Pero ¿cuáles son exactamente esas obligaciones connaturales al liderazgo? Y ¿realmente están siendo incumplidas por Estados Unidos?

El liderazgo puede ejercerlo quien tiene la autoridad, es decir, quien tiene la posición de fuerza -los medios- y cree que a los demás no les queda sino seguirle. A este respecto, sin duda los Estados Unidos son líderes, toda vez que cuentan con un presupuesto de defensa equivalente a la suma de lo que gastan los ocho Estados que le siguen en el ranking de presupuestos nacionales de Defensa. Si a este poderío militar se suma su poder económico y el político, es claro que Estados Unidos podrá eventualmente cumplir sus deseos actuando unilateralmente.

Durante los últimos meses, han proliferado en Washington los artículos de análisis, principalmente con sello de los think tanks conservadores, que apuntan a la debilidad como principal razón por la que los Estados europeos defienden la multilateralidad. La conclusión inmediata que sigue a este análisis es que si Europa quiere tener voz propia en el concierto internacional, más vale que lo haga con todas las consecuencias, armándose para ello. En otras palabras: si Europa quiere liderazgo, que se procure la autoridad, que se procure los medios. Y no faltan europeos que creen que, en esto, los estadounidenses están en lo cierto.
-=-=-
- _RETOS_:
1) Según el texto sobre el liderazgo de Estados Unidos, ¿a qué equivale el presupuesto de defensa estadounidense?
2) Reproduce literalmente el fragmento del texto sobre el liderazgo de Estados Unidos que va desde "Durante los últimos" hasta "en lo cierto.", ambos incluidos.

- _DATOS GUARDADOS_:
-=-=-
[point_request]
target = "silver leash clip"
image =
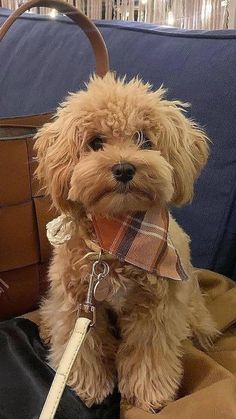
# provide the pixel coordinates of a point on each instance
(100, 270)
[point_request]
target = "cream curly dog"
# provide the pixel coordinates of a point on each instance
(113, 122)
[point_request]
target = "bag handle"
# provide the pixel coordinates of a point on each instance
(92, 33)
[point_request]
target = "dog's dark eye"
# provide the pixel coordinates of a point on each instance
(142, 141)
(96, 143)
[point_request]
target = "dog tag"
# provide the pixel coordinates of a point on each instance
(101, 290)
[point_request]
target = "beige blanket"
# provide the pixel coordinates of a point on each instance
(209, 384)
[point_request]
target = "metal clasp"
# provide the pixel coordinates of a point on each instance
(100, 270)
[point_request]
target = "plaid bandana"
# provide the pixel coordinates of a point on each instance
(142, 240)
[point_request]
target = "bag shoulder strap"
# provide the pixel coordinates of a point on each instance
(92, 33)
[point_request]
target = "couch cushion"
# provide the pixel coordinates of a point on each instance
(42, 59)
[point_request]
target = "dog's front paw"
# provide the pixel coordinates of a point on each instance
(150, 389)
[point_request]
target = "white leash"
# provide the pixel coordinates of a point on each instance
(86, 319)
(58, 385)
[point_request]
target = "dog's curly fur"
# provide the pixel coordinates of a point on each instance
(153, 319)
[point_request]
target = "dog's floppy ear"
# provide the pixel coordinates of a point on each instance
(185, 146)
(57, 153)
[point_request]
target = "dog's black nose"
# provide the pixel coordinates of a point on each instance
(123, 172)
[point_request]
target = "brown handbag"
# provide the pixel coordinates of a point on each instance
(24, 212)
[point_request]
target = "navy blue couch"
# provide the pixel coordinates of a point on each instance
(42, 59)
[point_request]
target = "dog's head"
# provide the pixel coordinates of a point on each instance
(119, 147)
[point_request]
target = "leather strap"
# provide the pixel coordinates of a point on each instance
(53, 398)
(92, 33)
(28, 121)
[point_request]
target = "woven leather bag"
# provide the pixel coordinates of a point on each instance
(24, 212)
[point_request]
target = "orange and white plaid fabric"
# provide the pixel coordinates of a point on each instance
(142, 240)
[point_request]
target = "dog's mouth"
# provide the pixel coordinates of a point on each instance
(126, 190)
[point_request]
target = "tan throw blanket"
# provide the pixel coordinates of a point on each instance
(208, 389)
(209, 384)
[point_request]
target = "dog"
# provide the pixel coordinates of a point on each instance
(160, 153)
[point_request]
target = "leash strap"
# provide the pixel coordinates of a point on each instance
(86, 319)
(58, 385)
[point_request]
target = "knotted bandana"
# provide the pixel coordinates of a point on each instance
(142, 240)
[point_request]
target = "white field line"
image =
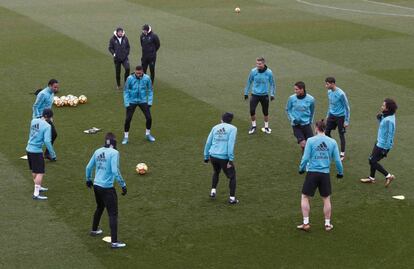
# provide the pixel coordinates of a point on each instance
(355, 10)
(388, 5)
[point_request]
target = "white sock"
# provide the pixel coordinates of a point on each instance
(36, 190)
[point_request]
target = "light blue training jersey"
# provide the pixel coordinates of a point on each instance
(220, 142)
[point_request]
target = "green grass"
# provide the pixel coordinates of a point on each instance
(167, 219)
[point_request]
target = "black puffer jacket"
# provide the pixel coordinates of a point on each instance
(150, 44)
(121, 50)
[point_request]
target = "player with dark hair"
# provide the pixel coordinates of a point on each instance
(138, 93)
(106, 163)
(150, 44)
(44, 99)
(40, 134)
(219, 149)
(300, 109)
(385, 141)
(262, 83)
(320, 150)
(338, 112)
(119, 49)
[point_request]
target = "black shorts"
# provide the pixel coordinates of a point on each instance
(333, 122)
(316, 180)
(263, 100)
(302, 132)
(36, 162)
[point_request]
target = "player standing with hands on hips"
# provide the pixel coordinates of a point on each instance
(338, 113)
(150, 44)
(385, 141)
(300, 109)
(44, 100)
(119, 49)
(219, 149)
(138, 93)
(106, 163)
(320, 150)
(262, 83)
(40, 134)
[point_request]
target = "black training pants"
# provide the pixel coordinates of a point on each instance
(54, 135)
(145, 108)
(376, 155)
(218, 165)
(149, 61)
(106, 198)
(118, 64)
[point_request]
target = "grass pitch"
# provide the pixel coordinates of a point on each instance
(207, 50)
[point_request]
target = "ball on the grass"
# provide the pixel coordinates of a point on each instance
(141, 168)
(83, 99)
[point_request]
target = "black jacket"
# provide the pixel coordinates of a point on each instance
(150, 44)
(121, 51)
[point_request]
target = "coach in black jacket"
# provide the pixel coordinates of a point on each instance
(119, 48)
(150, 44)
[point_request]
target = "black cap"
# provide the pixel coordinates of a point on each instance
(227, 117)
(47, 113)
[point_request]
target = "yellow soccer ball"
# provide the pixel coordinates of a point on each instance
(141, 168)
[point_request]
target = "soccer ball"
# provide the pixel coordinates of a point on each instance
(83, 99)
(141, 168)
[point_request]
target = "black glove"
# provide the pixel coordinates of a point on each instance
(379, 116)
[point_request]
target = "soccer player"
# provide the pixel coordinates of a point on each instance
(262, 82)
(40, 134)
(300, 109)
(106, 163)
(219, 149)
(138, 93)
(385, 141)
(319, 151)
(338, 112)
(44, 100)
(150, 44)
(119, 49)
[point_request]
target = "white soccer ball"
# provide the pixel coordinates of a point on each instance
(141, 168)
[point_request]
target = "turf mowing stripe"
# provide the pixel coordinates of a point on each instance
(32, 235)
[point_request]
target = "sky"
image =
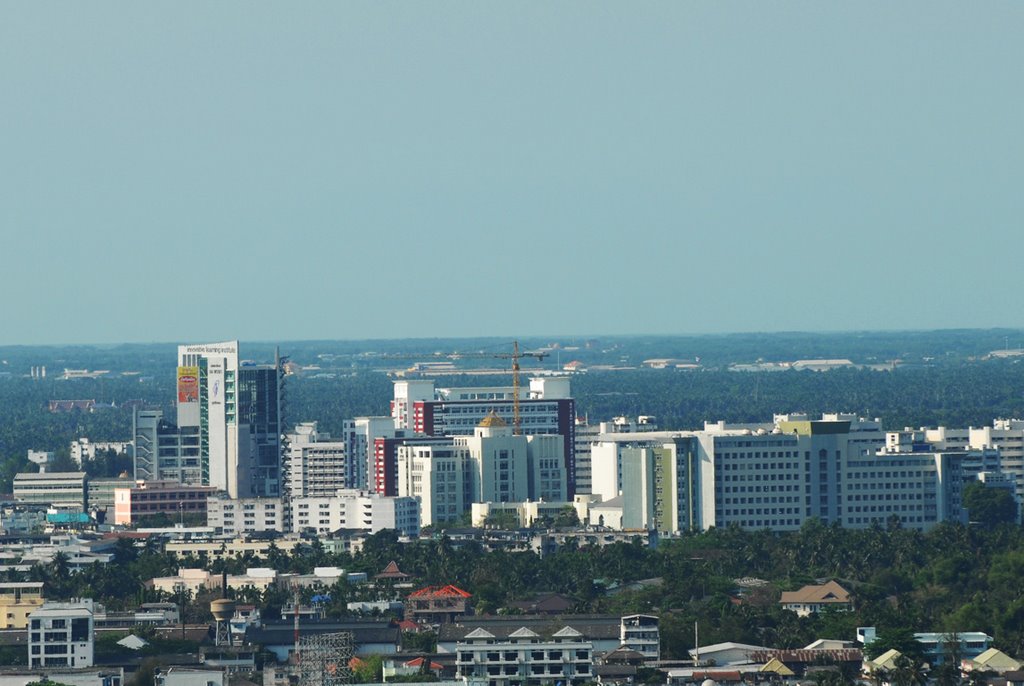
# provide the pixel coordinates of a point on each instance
(187, 171)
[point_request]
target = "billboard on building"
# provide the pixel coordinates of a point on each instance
(187, 384)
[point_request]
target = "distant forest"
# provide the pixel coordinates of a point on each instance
(946, 380)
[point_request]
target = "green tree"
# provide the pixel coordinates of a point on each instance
(989, 506)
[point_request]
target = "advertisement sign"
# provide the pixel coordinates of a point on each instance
(187, 384)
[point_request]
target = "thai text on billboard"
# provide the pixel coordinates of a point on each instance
(187, 384)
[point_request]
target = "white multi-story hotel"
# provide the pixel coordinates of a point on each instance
(83, 448)
(838, 469)
(245, 515)
(524, 656)
(356, 509)
(546, 408)
(61, 635)
(489, 466)
(316, 465)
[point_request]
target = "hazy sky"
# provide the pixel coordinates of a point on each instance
(256, 170)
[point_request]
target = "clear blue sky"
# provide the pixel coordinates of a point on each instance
(190, 171)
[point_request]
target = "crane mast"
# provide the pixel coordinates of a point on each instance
(516, 417)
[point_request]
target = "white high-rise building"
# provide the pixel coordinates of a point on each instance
(838, 469)
(546, 408)
(316, 465)
(61, 635)
(237, 406)
(491, 466)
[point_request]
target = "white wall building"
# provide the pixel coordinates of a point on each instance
(245, 515)
(777, 475)
(356, 509)
(61, 635)
(524, 656)
(237, 408)
(316, 465)
(83, 448)
(491, 466)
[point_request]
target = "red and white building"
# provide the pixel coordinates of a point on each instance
(546, 408)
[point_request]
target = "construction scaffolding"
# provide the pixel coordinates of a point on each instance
(324, 659)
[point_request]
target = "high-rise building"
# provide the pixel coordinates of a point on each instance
(316, 465)
(587, 434)
(838, 469)
(489, 466)
(546, 408)
(237, 409)
(164, 452)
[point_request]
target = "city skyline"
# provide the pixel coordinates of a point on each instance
(385, 170)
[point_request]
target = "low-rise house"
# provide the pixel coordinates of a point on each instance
(729, 652)
(992, 659)
(602, 631)
(525, 656)
(370, 637)
(812, 599)
(640, 633)
(800, 660)
(437, 604)
(61, 635)
(17, 600)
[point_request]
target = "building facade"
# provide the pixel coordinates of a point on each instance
(777, 475)
(489, 466)
(246, 515)
(168, 498)
(68, 489)
(525, 657)
(546, 408)
(17, 601)
(316, 465)
(164, 452)
(356, 509)
(236, 408)
(61, 635)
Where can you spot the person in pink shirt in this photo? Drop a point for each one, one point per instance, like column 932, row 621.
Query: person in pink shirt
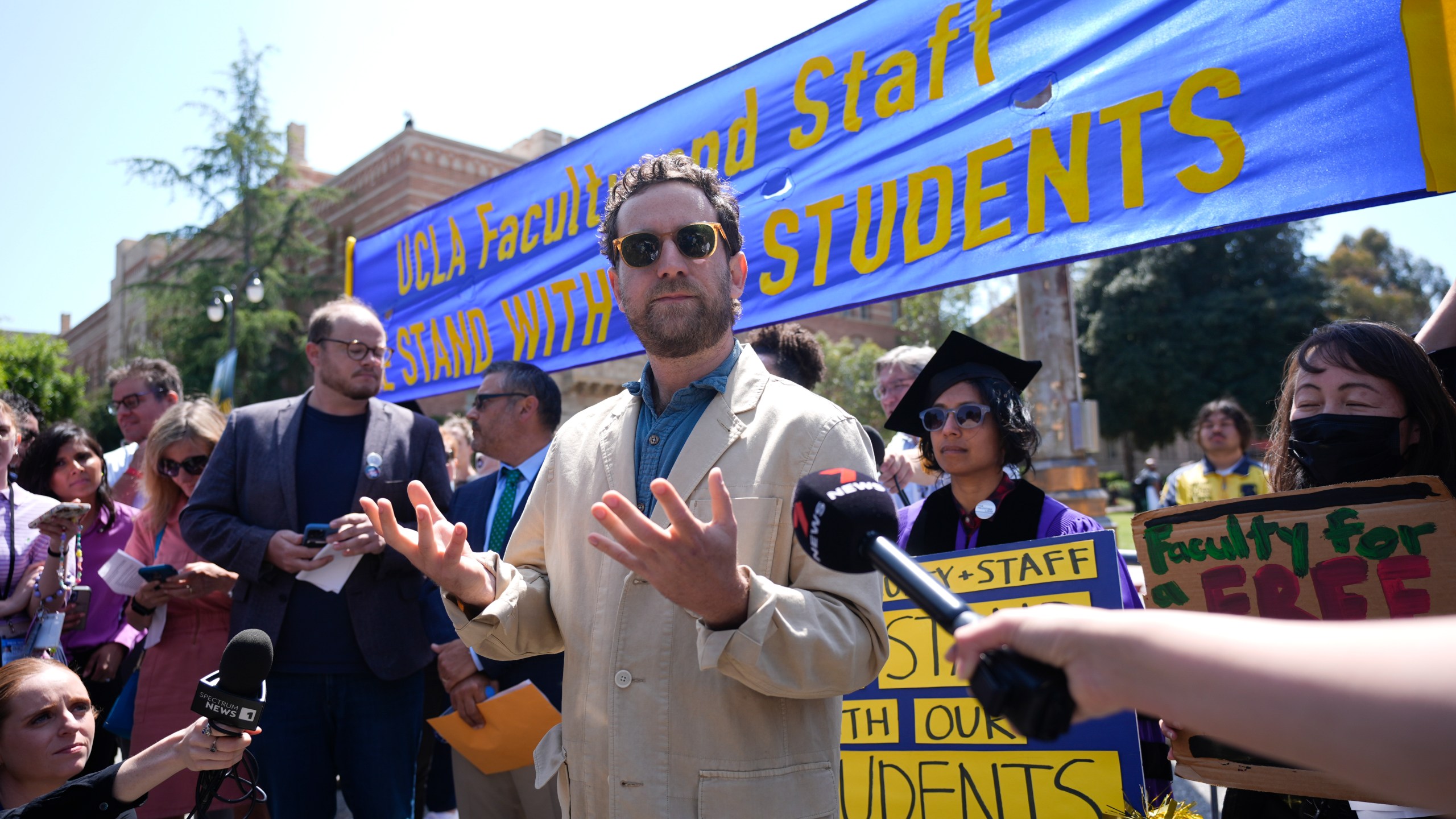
column 191, row 610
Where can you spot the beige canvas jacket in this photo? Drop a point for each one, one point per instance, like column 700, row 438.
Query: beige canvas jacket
column 663, row 716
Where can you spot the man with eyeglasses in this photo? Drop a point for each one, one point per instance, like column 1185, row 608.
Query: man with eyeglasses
column 705, row 652
column 142, row 391
column 346, row 696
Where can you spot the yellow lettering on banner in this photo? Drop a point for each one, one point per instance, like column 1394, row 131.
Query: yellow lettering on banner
column 960, row 721
column 819, row 110
column 555, row 229
column 524, row 324
column 1070, row 181
column 743, row 136
column 982, row 572
column 402, row 343
column 421, row 280
column 825, row 213
column 479, row 338
column 593, row 187
column 944, row 197
column 487, row 235
column 854, row 78
column 870, row 721
column 596, row 308
column 776, row 250
column 1222, row 133
column 441, row 354
column 982, row 30
column 888, row 208
column 918, row 646
column 942, row 37
column 462, row 356
column 706, row 144
column 528, row 238
column 1062, row 784
column 511, row 226
column 564, row 289
column 576, row 201
column 415, row 331
column 901, row 85
column 456, row 251
column 978, row 196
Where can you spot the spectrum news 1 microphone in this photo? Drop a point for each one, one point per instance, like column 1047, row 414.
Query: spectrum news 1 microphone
column 232, row 698
column 841, row 519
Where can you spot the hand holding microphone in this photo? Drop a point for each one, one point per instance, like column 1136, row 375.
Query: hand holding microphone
column 841, row 519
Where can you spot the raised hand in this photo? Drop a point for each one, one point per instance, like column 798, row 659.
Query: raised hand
column 693, row 564
column 439, row 550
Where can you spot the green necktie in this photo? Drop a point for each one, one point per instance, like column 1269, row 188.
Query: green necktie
column 504, row 511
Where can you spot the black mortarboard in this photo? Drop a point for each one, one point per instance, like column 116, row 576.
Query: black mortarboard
column 958, row 359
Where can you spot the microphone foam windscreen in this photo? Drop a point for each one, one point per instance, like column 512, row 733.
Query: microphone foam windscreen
column 835, row 509
column 245, row 662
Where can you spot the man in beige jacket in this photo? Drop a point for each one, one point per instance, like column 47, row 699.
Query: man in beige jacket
column 705, row 653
-=-=-
- _RESPUESTAS_:
1) A la suma de lo que gastan los ocho Estados que le siguen en el ranking de presupuestos nacionales de Defensa.

2)
Durante los últimos meses, han proliferado en Washington los artículos de análisis, principalmente con sello de los think tanks conservadores, que apuntan a la debilidad como principal razón por la que los Estados europeos defienden la multilateralidad. La conclusión inmediata que sigue a este análisis es que si Europa quiere tener voz propia en el concierto internacional, más vale que lo haga con todas las consecuencias, armándose para ello. En otras palabras: si Europa quiere liderazgo, que se procure la autoridad, que se procure los medios. Y no faltan europeos que creen que, en esto, los estadounidenses están en lo cierto.